Stored data

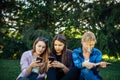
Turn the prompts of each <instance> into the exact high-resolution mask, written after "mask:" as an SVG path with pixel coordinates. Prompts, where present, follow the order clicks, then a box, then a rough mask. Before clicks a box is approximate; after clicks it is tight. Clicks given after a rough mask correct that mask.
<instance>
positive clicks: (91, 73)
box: [72, 31, 110, 80]
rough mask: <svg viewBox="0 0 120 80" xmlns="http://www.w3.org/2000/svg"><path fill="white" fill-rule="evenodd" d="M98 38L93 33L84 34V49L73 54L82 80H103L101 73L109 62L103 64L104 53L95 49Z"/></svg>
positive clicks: (78, 48) (83, 35)
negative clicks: (101, 60)
mask: <svg viewBox="0 0 120 80" xmlns="http://www.w3.org/2000/svg"><path fill="white" fill-rule="evenodd" d="M95 43H96V37H95V35H94V33H93V32H91V31H87V32H85V33H84V34H83V36H82V40H81V44H82V47H80V48H77V49H74V50H73V52H72V58H73V62H74V64H75V66H76V67H78V68H79V69H80V80H102V78H101V76H100V75H99V71H100V69H102V68H105V67H106V66H107V65H108V64H110V63H108V62H101V60H102V53H101V51H100V50H99V49H97V48H94V45H95Z"/></svg>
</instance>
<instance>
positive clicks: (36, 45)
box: [35, 41, 46, 56]
mask: <svg viewBox="0 0 120 80" xmlns="http://www.w3.org/2000/svg"><path fill="white" fill-rule="evenodd" d="M45 49H46V44H45V42H44V41H38V42H37V43H36V45H35V54H36V55H38V56H39V55H41V54H43V52H44V51H45Z"/></svg>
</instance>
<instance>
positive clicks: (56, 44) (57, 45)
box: [54, 40, 65, 55]
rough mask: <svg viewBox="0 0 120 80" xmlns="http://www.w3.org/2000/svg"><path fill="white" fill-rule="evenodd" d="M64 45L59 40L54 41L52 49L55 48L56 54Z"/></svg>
mask: <svg viewBox="0 0 120 80" xmlns="http://www.w3.org/2000/svg"><path fill="white" fill-rule="evenodd" d="M64 46H65V45H64V43H62V42H60V41H59V40H55V41H54V49H55V51H56V53H57V55H61V54H62V50H63V48H64Z"/></svg>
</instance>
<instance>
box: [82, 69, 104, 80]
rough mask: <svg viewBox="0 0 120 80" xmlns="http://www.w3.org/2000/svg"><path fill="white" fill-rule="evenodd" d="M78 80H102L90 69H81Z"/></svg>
mask: <svg viewBox="0 0 120 80" xmlns="http://www.w3.org/2000/svg"><path fill="white" fill-rule="evenodd" d="M80 80H102V78H101V77H100V76H99V75H98V74H95V73H93V71H92V70H91V69H87V68H84V69H81V74H80Z"/></svg>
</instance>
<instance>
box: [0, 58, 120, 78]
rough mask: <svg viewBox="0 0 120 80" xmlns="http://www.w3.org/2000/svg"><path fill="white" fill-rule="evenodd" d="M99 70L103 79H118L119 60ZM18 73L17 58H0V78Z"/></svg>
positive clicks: (19, 65) (18, 68)
mask: <svg viewBox="0 0 120 80" xmlns="http://www.w3.org/2000/svg"><path fill="white" fill-rule="evenodd" d="M111 63H112V65H111V66H108V67H107V68H104V69H102V70H101V76H102V77H103V80H120V68H119V67H120V61H115V62H113V61H112V62H111ZM19 73H20V65H19V60H3V59H0V80H15V79H16V77H17V76H18V75H19Z"/></svg>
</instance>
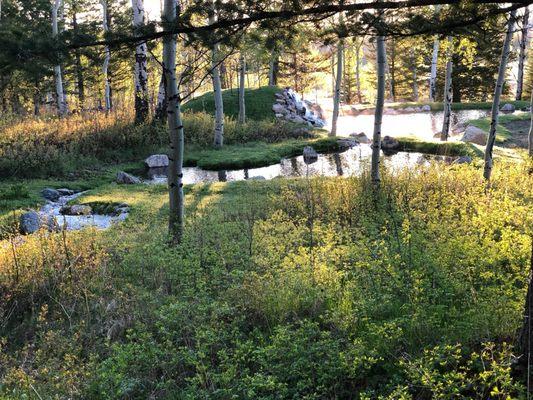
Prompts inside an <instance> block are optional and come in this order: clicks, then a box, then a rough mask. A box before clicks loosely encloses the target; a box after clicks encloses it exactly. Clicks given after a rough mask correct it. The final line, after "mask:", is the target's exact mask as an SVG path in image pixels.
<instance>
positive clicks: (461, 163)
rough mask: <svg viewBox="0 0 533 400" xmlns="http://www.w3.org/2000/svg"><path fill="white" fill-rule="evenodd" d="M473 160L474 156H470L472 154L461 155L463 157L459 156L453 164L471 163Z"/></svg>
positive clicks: (454, 161)
mask: <svg viewBox="0 0 533 400" xmlns="http://www.w3.org/2000/svg"><path fill="white" fill-rule="evenodd" d="M471 162H472V157H470V156H461V157H457V158H456V159H455V160H454V161H453V164H470V163H471Z"/></svg>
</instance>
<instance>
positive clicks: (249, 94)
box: [183, 86, 281, 121]
mask: <svg viewBox="0 0 533 400" xmlns="http://www.w3.org/2000/svg"><path fill="white" fill-rule="evenodd" d="M280 90H281V89H280V88H279V87H277V86H264V87H261V88H259V89H246V90H245V94H244V99H245V105H246V118H248V119H252V120H256V121H261V120H272V119H274V112H273V111H272V104H274V102H275V100H276V98H275V96H274V94H275V93H277V92H279V91H280ZM222 98H223V102H224V114H225V115H226V117H230V118H237V116H238V115H239V91H238V90H237V89H236V88H235V89H227V90H224V91H223V92H222ZM183 110H184V111H192V112H205V113H208V114H214V113H215V99H214V97H213V92H208V93H205V94H203V95H201V96H200V97H197V98H195V99H192V100H190V101H188V102H187V103H185V104H184V105H183Z"/></svg>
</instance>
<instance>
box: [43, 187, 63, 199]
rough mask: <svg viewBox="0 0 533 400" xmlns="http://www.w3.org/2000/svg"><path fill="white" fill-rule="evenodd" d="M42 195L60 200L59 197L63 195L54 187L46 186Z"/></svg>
mask: <svg viewBox="0 0 533 400" xmlns="http://www.w3.org/2000/svg"><path fill="white" fill-rule="evenodd" d="M41 195H42V196H43V197H44V198H45V199H46V200H50V201H58V200H59V197H61V194H60V193H59V192H58V191H57V190H55V189H52V188H46V189H43V190H42V191H41Z"/></svg>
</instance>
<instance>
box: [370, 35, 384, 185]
mask: <svg viewBox="0 0 533 400" xmlns="http://www.w3.org/2000/svg"><path fill="white" fill-rule="evenodd" d="M376 40H377V64H378V66H377V75H378V92H377V97H376V111H375V112H374V134H373V136H372V162H371V170H370V175H371V178H372V182H373V183H374V185H376V186H377V185H379V183H380V180H381V178H380V174H379V164H380V162H379V160H380V156H381V154H380V153H381V121H382V119H383V104H384V102H385V64H386V62H387V55H386V53H385V38H384V37H383V36H378V37H377V39H376Z"/></svg>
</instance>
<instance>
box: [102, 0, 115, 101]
mask: <svg viewBox="0 0 533 400" xmlns="http://www.w3.org/2000/svg"><path fill="white" fill-rule="evenodd" d="M100 4H101V5H102V27H103V30H104V35H105V34H107V33H109V23H108V13H107V1H106V0H100ZM104 54H105V55H104V63H103V64H102V74H103V76H104V85H105V86H104V101H105V110H106V111H110V110H111V108H112V103H111V81H110V79H109V73H108V69H109V62H110V61H111V50H109V46H105V47H104Z"/></svg>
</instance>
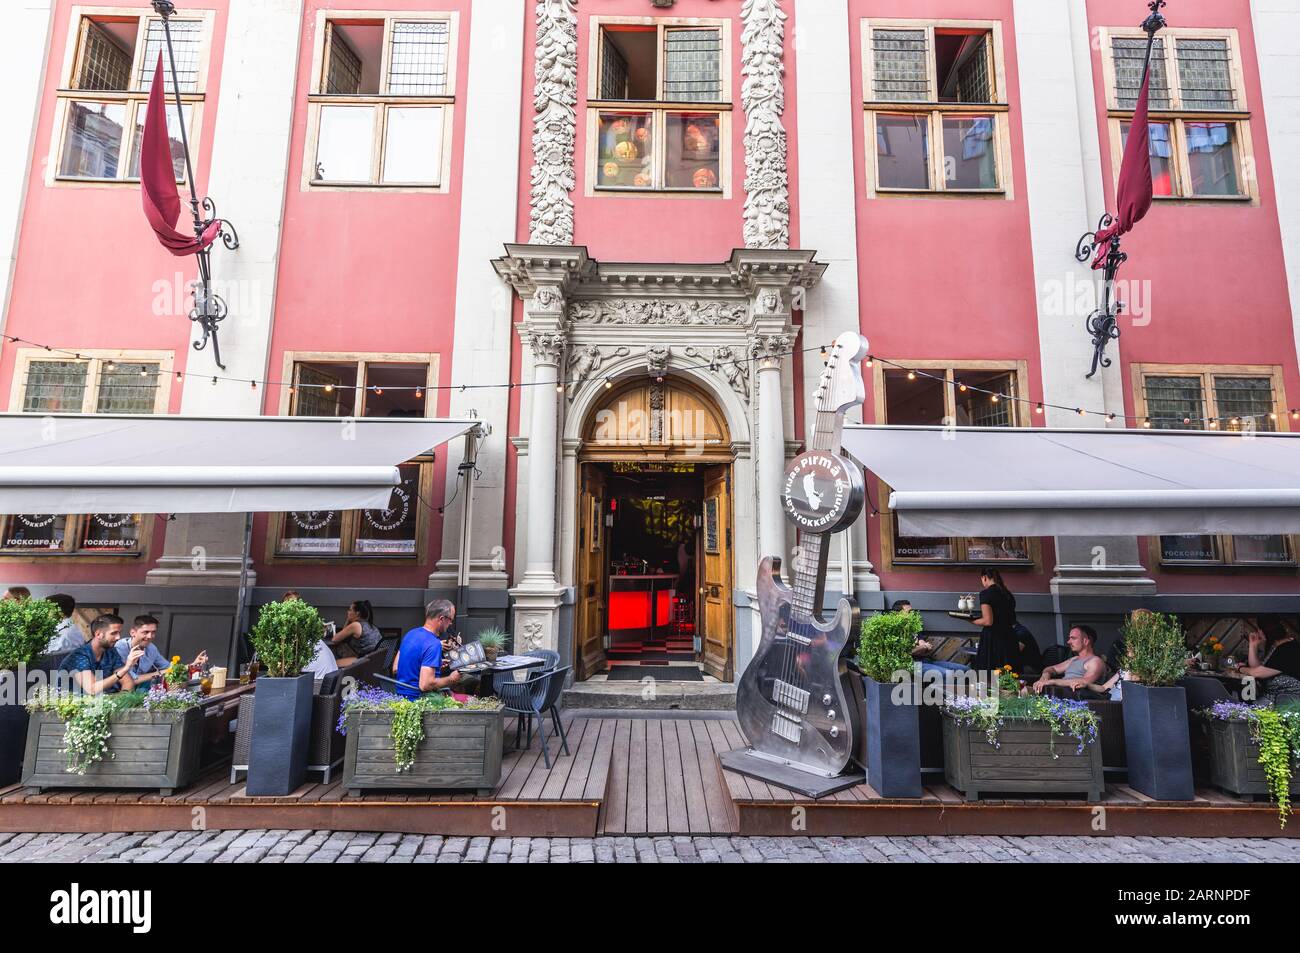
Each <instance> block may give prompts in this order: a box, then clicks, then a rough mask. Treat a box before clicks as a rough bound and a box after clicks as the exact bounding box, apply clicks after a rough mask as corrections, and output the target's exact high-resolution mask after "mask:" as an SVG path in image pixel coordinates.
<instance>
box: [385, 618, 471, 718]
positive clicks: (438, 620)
mask: <svg viewBox="0 0 1300 953" xmlns="http://www.w3.org/2000/svg"><path fill="white" fill-rule="evenodd" d="M455 621H456V607H455V606H452V605H451V603H450V602H447V599H434V601H433V602H430V603H429V605H428V606H425V610H424V625H420V627H419V628H415V629H411V631H409V632H407V633H406V634H404V636H402V645H400V647H399V649H398V657H396V658H395V659H394V660H393V670H394V672H395V675H396V680H398V681H399V683H402V685H399V686H398V694H400V696H402V697H403V698H419V697H420V696H421V694H422V693H425V692H437V690H438V689H439V688H447V686H448V685H455V684H456V683H458V681H459V680H460V672H452V673H451V675H447V676H446V677H438V672H439V671H442V636H443V634H445V633H446V632H447V629H450V628H451V627H452V624H454V623H455ZM406 685H411V686H412V688H406ZM415 685H419V686H420V690H419V692H416V690H415V688H413V686H415Z"/></svg>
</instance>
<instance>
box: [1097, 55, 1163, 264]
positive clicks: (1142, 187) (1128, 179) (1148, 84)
mask: <svg viewBox="0 0 1300 953" xmlns="http://www.w3.org/2000/svg"><path fill="white" fill-rule="evenodd" d="M1149 95H1151V69H1148V70H1147V75H1145V77H1144V78H1143V83H1141V88H1140V90H1139V91H1138V103H1136V105H1135V107H1134V121H1132V125H1130V126H1128V142H1127V143H1126V144H1125V159H1123V161H1122V163H1121V164H1119V189H1118V190H1117V191H1115V205H1117V215H1115V218H1114V221H1113V222H1112V224H1110V225H1108V226H1106V228H1104V229H1101V230H1100V231H1097V234H1096V237H1095V238H1093V244H1095V246H1096V250H1097V254H1096V256H1095V257H1093V259H1092V268H1093V269H1099V268H1102V267H1104V265H1105V264H1106V256H1108V255H1109V254H1110V243H1112V242H1113V241H1114V239H1117V238H1119V237H1121V235H1123V234H1126V233H1127V231H1130V230H1131V229H1132V226H1134V225H1136V224H1138V222H1140V221H1141V220H1143V217H1145V215H1147V212H1149V211H1151V203H1152V196H1153V194H1154V192H1153V189H1152V182H1151V124H1149V122H1148V121H1147V103H1148V99H1149Z"/></svg>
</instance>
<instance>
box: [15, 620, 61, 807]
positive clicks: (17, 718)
mask: <svg viewBox="0 0 1300 953" xmlns="http://www.w3.org/2000/svg"><path fill="white" fill-rule="evenodd" d="M60 619H62V615H61V614H60V611H59V606H56V605H55V603H53V602H48V601H47V599H22V601H18V599H4V601H0V788H3V787H4V785H6V784H13V783H14V781H17V780H18V777H19V776H21V775H22V753H23V749H25V748H26V745H27V722H29V716H27V710H26V707H23V702H25V701H26V699H25V696H26V677H25V671H23V670H26V667H27V666H29V664H31V662H32V660H34V659H35V658H36V657H38V655H40V654H42V653H44V650H45V646H47V645H49V640H52V638H53V637H55V631H56V629H57V627H59V620H60Z"/></svg>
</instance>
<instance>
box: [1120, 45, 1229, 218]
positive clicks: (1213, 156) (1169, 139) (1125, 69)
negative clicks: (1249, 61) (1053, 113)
mask: <svg viewBox="0 0 1300 953" xmlns="http://www.w3.org/2000/svg"><path fill="white" fill-rule="evenodd" d="M1102 55H1104V59H1105V61H1106V70H1105V74H1106V96H1108V108H1109V122H1110V135H1112V140H1113V148H1112V159H1113V172H1114V176H1115V177H1117V179H1118V176H1119V161H1121V159H1122V156H1123V148H1125V144H1126V143H1127V142H1128V129H1130V126H1131V125H1132V112H1134V105H1135V104H1136V101H1138V92H1139V90H1140V88H1141V77H1143V68H1144V64H1145V60H1147V36H1145V35H1144V34H1141V33H1140V31H1132V30H1108V31H1106V35H1105V36H1104V43H1102ZM1148 108H1149V112H1151V120H1149V129H1151V147H1149V152H1151V172H1152V185H1153V187H1154V194H1156V196H1157V198H1165V199H1248V198H1251V183H1249V177H1248V176H1247V174H1245V169H1247V168H1248V157H1249V153H1251V138H1249V117H1251V113H1249V112H1248V109H1247V104H1245V91H1244V86H1243V82H1242V64H1240V51H1239V47H1238V35H1236V31H1235V30H1226V31H1206V33H1203V31H1195V30H1166V31H1162V33H1161V34H1160V35H1158V36H1157V38H1156V43H1154V47H1153V49H1152V60H1151V94H1149V99H1148Z"/></svg>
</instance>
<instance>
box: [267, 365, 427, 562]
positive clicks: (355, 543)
mask: <svg viewBox="0 0 1300 953" xmlns="http://www.w3.org/2000/svg"><path fill="white" fill-rule="evenodd" d="M420 358H421V355H367V356H356V355H315V354H312V355H303V354H290V355H286V371H287V373H289V374H290V377H289V378H287V380H290V381H292V386H291V387H290V389H289V393H287V394H286V403H285V404H282V410H283V411H285V412H287V413H290V415H292V416H309V417H422V416H425V415H426V412H428V408H429V407H430V406H432V400H430V397H429V387H432V386H433V385H434V382H435V368H437V364H435V361H433V360H430V359H429V356H428V355H424V356H422V359H420ZM432 463H433V459H432V456H429V458H416V459H412V460H407V462H406V463H403V464H402V465H400V467H399V468H398V471H399V472H400V475H402V485H400V486H399V488H396V489H394V491H393V498H391V501H390V502H389V506H387V507H386V508H382V510H348V511H343V510H330V511H324V510H320V511H316V510H313V511H300V512H289V514H279V515H277V516H274V517H273V519H274V541H276V542H274V553H276V555H279V556H299V558H300V556H315V558H326V559H341V558H359V559H365V558H373V556H400V558H408V559H409V558H416V556H421V555H422V541H424V540H425V537H426V536H428V533H426V519H428V514H426V508H428V507H426V506H425V504H424V503H422V501H426V499H429V488H430V486H432V481H433V465H432Z"/></svg>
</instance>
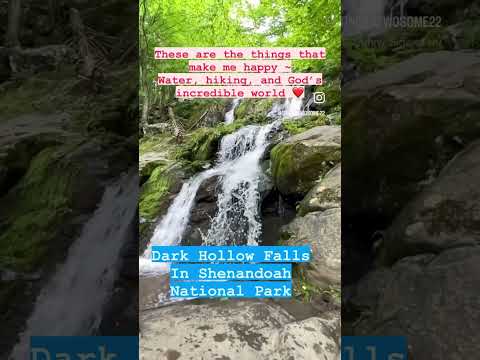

§ **Task to complete**: All that should be written out is the stretch of lines above between the one holding "positive clicks: (1142, 187)" and the one holding "positive clicks: (1213, 156)", inclusive, exactly as given.

§ **Output of the task**:
positive clicks: (1142, 187) (1128, 179) (1148, 84)
mask: <svg viewBox="0 0 1300 953" xmlns="http://www.w3.org/2000/svg"><path fill="white" fill-rule="evenodd" d="M1149 95H1151V69H1148V70H1147V75H1145V77H1144V78H1143V83H1141V88H1140V90H1139V91H1138V103H1136V105H1135V107H1134V121H1132V125H1130V126H1128V142H1127V143H1126V144H1125V159H1123V161H1122V163H1121V164H1119V189H1118V190H1117V191H1115V205H1117V215H1115V218H1114V221H1113V222H1112V224H1110V225H1108V226H1106V228H1104V229H1101V230H1100V231H1097V234H1096V237H1095V238H1093V244H1095V246H1096V250H1097V254H1096V256H1095V257H1093V259H1092V268H1093V269H1099V268H1102V267H1104V265H1105V264H1106V256H1108V255H1109V254H1110V243H1112V242H1113V241H1114V239H1117V238H1119V237H1121V235H1123V234H1126V233H1127V231H1130V230H1131V229H1132V226H1134V225H1136V224H1138V222H1140V221H1141V220H1143V217H1145V215H1147V212H1149V211H1151V203H1152V196H1153V194H1154V192H1153V189H1152V182H1151V124H1149V122H1148V121H1147V103H1148V99H1149Z"/></svg>
</instance>
<instance>
box: [15, 620, 61, 807]
positive clicks: (17, 718)
mask: <svg viewBox="0 0 1300 953" xmlns="http://www.w3.org/2000/svg"><path fill="white" fill-rule="evenodd" d="M60 619H62V615H61V614H60V611H59V606H56V605H55V603H53V602H48V601H47V599H22V601H18V599H4V601H0V788H3V787H4V785H6V784H13V783H14V781H17V780H18V777H19V776H21V775H22V753H23V749H25V748H26V745H27V722H29V716H27V710H26V707H23V702H25V701H26V699H25V696H26V677H25V671H23V670H26V667H27V666H29V664H31V662H32V660H34V659H35V658H36V657H38V655H40V654H42V653H44V650H45V646H47V645H49V640H52V638H53V637H55V631H56V629H57V627H59V620H60Z"/></svg>
</instance>
<instance>
box: [1120, 45, 1229, 218]
positive clicks: (1213, 156) (1169, 139) (1125, 69)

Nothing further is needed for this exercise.